• [Instruction]:
Return every line of the material below that contains the word "suit", matching case exactly.

• [Extracted data]:

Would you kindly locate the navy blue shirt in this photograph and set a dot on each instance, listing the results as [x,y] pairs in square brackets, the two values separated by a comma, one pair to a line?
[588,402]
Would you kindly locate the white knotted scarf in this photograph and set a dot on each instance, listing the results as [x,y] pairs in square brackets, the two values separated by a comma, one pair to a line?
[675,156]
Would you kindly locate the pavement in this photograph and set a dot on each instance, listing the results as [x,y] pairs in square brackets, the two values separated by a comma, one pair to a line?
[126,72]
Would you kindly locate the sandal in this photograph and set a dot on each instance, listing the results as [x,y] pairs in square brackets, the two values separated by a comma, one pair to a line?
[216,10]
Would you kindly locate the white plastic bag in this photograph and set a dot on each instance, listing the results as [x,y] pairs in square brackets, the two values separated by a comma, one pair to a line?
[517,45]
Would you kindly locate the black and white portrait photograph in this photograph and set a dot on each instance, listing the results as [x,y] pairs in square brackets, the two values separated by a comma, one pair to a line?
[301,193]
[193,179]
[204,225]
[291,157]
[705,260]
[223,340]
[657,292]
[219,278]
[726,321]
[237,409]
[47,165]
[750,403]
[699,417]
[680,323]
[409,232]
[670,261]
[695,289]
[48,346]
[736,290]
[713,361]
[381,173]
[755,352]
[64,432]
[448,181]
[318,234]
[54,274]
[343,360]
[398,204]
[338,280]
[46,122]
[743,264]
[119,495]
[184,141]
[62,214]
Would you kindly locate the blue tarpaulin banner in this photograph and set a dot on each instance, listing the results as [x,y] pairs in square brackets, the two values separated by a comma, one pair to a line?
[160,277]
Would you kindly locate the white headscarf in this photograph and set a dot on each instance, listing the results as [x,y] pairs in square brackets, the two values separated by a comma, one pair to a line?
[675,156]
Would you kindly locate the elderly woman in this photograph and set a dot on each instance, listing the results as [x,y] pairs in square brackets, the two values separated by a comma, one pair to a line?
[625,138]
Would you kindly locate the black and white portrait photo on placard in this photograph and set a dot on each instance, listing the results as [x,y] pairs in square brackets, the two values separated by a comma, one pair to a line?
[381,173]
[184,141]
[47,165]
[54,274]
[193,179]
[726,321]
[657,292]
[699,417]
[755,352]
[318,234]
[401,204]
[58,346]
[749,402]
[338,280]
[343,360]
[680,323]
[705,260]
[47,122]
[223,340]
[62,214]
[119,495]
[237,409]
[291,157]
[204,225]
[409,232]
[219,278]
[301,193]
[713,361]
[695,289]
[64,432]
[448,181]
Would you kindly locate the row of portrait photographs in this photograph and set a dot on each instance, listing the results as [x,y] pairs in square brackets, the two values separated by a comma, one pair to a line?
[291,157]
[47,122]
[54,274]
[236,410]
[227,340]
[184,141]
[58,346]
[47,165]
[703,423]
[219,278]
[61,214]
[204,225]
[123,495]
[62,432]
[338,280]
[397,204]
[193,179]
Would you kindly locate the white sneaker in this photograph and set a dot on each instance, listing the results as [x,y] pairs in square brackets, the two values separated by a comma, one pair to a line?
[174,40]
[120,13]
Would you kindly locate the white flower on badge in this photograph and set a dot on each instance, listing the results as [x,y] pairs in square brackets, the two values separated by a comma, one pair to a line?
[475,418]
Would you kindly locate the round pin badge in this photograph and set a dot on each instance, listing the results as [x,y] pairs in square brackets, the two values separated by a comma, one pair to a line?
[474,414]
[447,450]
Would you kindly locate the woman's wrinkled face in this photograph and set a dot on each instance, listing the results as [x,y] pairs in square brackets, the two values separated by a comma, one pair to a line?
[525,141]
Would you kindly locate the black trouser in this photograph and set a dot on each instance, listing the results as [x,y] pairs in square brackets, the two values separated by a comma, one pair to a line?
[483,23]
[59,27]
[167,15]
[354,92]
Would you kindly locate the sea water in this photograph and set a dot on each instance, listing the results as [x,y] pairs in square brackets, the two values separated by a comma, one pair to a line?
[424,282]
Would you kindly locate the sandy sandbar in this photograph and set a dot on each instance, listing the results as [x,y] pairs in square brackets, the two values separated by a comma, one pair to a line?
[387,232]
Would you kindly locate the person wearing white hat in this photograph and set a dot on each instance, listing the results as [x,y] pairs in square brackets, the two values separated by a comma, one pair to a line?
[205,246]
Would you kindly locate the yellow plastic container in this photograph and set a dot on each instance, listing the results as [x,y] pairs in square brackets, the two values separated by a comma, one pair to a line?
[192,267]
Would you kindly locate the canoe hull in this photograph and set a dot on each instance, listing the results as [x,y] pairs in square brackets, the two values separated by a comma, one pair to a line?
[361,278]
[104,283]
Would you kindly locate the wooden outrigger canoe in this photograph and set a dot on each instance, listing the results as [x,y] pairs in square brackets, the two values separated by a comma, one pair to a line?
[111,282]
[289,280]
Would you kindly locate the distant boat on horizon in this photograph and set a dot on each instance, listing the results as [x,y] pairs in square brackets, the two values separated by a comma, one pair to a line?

==

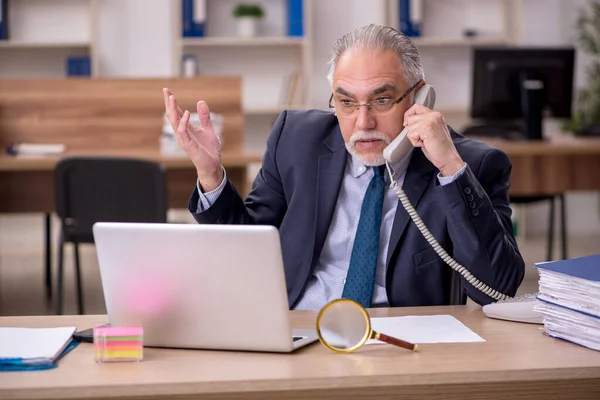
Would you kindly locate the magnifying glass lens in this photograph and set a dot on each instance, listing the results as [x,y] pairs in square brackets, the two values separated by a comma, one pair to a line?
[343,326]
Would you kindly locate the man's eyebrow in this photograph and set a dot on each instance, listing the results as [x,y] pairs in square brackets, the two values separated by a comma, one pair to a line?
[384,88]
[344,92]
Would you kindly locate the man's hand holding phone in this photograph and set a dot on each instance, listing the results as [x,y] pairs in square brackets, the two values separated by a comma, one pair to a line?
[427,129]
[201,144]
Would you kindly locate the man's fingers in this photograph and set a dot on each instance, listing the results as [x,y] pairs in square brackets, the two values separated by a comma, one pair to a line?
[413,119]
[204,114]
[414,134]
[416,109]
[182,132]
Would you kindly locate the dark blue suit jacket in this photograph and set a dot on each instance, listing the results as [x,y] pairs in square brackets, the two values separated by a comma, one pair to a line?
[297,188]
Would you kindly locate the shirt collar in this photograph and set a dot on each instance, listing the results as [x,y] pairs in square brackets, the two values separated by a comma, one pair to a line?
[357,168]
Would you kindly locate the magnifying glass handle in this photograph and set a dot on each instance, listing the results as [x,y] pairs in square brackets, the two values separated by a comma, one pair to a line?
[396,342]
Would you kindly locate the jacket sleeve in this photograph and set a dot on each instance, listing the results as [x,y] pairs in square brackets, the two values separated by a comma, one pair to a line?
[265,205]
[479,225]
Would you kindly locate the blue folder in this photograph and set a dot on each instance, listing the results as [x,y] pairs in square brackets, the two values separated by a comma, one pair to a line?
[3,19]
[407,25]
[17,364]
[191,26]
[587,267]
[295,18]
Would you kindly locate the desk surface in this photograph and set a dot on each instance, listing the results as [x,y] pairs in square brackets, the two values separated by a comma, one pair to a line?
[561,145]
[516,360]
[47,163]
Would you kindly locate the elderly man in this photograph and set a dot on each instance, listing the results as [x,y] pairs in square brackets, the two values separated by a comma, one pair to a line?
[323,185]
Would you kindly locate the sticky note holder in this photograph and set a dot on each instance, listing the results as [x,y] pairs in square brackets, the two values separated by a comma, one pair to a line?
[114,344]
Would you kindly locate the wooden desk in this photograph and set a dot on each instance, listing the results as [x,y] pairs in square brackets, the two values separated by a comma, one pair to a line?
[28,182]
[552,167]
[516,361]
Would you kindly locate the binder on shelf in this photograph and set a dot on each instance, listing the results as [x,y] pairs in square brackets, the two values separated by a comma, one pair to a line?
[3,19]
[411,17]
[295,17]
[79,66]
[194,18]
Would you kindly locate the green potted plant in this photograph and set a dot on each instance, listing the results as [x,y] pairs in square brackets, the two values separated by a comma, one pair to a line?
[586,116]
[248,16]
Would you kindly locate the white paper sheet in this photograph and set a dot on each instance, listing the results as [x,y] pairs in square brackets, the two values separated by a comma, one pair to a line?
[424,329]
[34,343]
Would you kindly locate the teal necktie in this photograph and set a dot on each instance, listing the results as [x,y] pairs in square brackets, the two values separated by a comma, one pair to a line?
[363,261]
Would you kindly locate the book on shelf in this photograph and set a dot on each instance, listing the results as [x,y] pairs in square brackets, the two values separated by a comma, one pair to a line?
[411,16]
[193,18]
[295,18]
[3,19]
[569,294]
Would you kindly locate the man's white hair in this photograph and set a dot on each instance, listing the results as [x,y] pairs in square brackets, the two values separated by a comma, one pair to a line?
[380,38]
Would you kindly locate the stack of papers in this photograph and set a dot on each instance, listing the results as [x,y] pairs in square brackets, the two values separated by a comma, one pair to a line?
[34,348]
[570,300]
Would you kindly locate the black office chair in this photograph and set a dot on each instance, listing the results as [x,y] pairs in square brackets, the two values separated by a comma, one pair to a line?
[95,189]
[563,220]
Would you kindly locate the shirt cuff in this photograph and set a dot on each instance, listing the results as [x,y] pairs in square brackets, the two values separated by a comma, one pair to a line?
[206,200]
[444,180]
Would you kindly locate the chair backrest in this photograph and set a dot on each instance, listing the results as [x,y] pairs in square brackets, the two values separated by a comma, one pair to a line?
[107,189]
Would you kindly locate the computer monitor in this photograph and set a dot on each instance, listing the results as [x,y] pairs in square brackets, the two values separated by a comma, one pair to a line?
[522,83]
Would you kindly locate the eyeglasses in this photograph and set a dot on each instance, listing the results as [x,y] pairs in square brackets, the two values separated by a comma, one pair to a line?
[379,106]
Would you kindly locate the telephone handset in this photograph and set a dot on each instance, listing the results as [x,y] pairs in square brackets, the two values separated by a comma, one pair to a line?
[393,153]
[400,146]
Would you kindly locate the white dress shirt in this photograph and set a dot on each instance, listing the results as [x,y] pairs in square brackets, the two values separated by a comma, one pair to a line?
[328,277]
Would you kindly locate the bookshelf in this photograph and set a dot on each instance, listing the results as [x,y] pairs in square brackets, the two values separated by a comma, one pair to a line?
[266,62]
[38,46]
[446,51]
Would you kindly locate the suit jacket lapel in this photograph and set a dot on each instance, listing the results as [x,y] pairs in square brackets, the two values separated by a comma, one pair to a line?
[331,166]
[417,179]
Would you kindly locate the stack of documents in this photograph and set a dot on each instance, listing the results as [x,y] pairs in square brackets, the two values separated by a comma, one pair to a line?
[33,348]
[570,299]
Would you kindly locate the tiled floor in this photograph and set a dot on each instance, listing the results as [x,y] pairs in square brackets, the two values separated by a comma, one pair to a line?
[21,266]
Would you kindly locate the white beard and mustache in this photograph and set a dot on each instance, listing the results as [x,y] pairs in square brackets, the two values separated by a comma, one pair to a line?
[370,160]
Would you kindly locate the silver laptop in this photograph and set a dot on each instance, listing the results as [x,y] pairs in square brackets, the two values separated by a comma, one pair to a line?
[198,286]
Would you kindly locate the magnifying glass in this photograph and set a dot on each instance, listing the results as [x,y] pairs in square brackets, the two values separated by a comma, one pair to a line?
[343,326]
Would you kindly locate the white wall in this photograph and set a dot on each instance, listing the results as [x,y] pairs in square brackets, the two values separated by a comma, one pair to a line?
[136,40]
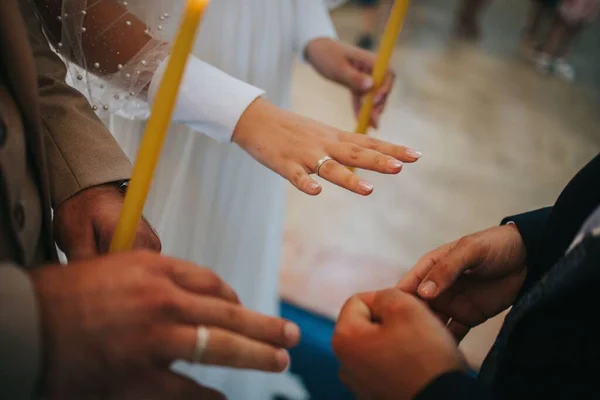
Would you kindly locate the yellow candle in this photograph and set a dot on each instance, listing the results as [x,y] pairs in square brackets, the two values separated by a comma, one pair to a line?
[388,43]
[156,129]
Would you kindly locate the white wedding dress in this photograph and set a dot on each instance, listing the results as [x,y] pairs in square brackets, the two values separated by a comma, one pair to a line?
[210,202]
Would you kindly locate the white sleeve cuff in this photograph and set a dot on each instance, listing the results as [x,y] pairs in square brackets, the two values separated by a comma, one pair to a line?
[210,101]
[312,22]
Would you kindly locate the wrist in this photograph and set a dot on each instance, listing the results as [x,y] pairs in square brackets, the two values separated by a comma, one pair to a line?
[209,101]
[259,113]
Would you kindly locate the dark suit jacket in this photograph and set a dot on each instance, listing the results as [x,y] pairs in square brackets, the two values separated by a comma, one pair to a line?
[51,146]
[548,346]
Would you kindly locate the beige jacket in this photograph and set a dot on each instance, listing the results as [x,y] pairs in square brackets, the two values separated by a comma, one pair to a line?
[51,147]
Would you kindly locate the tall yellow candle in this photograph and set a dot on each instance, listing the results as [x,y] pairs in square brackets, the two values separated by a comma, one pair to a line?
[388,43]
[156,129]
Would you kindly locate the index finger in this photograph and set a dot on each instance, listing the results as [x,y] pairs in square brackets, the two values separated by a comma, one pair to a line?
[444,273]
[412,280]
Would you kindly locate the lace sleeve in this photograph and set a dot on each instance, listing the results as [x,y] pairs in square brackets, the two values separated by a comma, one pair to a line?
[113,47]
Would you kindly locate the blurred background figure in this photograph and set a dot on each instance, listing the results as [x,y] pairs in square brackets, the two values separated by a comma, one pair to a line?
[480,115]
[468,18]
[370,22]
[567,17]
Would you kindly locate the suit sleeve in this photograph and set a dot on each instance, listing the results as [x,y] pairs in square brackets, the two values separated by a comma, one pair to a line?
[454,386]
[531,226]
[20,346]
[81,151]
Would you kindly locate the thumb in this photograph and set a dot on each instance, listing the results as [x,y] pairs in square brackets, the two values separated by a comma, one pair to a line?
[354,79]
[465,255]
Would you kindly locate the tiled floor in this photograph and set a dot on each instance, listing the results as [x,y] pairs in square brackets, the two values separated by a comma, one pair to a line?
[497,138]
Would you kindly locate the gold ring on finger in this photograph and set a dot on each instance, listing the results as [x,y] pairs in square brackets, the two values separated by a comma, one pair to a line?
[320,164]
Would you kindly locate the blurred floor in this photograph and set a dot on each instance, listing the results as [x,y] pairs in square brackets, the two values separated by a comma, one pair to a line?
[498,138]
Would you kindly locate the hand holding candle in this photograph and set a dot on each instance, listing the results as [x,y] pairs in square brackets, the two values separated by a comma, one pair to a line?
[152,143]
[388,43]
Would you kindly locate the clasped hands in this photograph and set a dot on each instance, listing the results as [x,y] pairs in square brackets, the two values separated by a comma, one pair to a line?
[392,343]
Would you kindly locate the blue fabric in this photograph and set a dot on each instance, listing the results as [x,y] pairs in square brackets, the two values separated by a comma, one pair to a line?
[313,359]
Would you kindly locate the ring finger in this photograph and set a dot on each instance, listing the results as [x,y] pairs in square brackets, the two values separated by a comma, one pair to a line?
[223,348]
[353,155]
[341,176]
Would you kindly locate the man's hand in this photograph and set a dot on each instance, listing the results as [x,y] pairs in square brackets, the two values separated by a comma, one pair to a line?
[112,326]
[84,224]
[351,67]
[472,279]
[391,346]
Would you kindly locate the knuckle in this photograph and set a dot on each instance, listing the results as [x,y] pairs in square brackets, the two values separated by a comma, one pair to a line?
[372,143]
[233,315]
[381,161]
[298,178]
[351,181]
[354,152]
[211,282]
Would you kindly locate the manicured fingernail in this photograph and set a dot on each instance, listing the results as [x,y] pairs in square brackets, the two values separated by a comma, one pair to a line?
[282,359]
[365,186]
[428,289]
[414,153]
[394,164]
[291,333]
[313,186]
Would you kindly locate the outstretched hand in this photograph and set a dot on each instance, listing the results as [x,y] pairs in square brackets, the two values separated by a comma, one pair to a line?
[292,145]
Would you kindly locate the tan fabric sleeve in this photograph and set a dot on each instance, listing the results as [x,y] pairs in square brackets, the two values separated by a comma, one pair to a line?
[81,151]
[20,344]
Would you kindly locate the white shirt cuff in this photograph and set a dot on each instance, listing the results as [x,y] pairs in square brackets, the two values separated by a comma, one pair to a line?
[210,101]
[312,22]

---

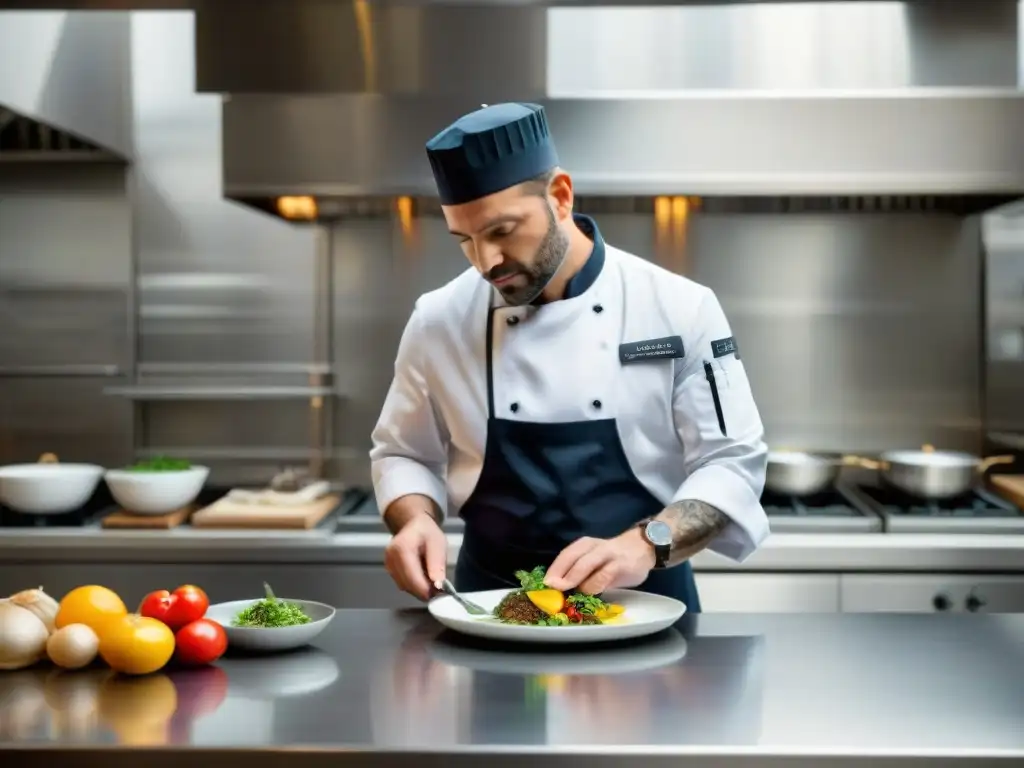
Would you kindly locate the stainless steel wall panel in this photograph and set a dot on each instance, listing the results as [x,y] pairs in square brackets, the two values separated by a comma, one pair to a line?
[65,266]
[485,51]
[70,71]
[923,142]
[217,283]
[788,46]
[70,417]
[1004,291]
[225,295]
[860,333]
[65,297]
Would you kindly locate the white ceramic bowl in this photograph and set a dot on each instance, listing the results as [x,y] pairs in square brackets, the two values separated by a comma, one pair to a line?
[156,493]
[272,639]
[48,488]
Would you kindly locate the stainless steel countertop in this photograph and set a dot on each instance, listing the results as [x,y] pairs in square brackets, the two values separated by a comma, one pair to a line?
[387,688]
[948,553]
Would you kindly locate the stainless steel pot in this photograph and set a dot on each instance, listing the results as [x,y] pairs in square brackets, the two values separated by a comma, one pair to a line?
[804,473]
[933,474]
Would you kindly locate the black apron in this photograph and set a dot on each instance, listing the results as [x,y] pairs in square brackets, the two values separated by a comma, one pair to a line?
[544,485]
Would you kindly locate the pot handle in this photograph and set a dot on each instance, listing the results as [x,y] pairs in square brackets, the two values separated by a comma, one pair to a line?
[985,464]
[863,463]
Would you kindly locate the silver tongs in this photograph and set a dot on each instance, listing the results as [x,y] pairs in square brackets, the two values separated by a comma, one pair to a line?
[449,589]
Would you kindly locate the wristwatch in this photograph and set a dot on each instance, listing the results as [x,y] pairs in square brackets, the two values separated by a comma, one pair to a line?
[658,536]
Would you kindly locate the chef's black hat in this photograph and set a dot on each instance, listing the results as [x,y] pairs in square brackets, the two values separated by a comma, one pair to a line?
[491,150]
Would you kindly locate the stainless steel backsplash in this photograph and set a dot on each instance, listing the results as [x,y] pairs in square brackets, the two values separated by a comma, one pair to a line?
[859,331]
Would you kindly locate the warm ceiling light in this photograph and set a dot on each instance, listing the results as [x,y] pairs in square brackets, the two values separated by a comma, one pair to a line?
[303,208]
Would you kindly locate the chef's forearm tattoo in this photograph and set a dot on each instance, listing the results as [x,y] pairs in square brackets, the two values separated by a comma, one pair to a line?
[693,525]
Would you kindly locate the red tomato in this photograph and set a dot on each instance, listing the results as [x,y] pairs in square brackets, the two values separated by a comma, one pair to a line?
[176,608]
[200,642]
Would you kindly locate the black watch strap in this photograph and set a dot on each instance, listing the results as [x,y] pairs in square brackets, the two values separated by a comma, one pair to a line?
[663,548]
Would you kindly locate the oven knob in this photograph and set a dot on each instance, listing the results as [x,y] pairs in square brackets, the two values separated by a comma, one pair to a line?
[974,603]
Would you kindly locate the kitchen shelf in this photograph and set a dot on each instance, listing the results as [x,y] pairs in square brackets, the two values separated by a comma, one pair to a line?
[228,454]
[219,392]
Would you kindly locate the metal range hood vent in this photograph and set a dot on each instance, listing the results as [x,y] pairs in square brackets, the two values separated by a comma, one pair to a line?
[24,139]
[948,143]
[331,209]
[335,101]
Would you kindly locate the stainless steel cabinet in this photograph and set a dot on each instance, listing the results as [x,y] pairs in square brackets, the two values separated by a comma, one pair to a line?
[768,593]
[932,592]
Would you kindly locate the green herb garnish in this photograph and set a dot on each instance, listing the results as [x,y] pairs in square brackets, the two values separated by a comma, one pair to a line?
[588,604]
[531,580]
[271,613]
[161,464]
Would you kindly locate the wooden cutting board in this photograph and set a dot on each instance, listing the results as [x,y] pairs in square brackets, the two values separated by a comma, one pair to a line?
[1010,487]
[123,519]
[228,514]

• [Problem solution]:
Would you kindly locate the dark blue suit jacket in this photograph and set a dot on each instance, listing the results as [x,y] pairs in square brackets, the two values separated by a comma, one pair to a line?
Would you kindly locate the suit jacket lapel in this photograph and set a dot on each instance, listing the results as [x,y] pairs in square brackets, the two values separated by a comma, one pair to a line?
Would you kindly locate the dark suit jacket in this photograph and set a dot on each instance, listing the results as [x,y] pairs in square brackets, the two values separated by a comma, one pair to a line?
Would you kindly locate the suit sleeve in this photograph and set a dot on each instance, listing the results as [x,y] pairs in square brackets, the two values separated by a comma, one pair to a line?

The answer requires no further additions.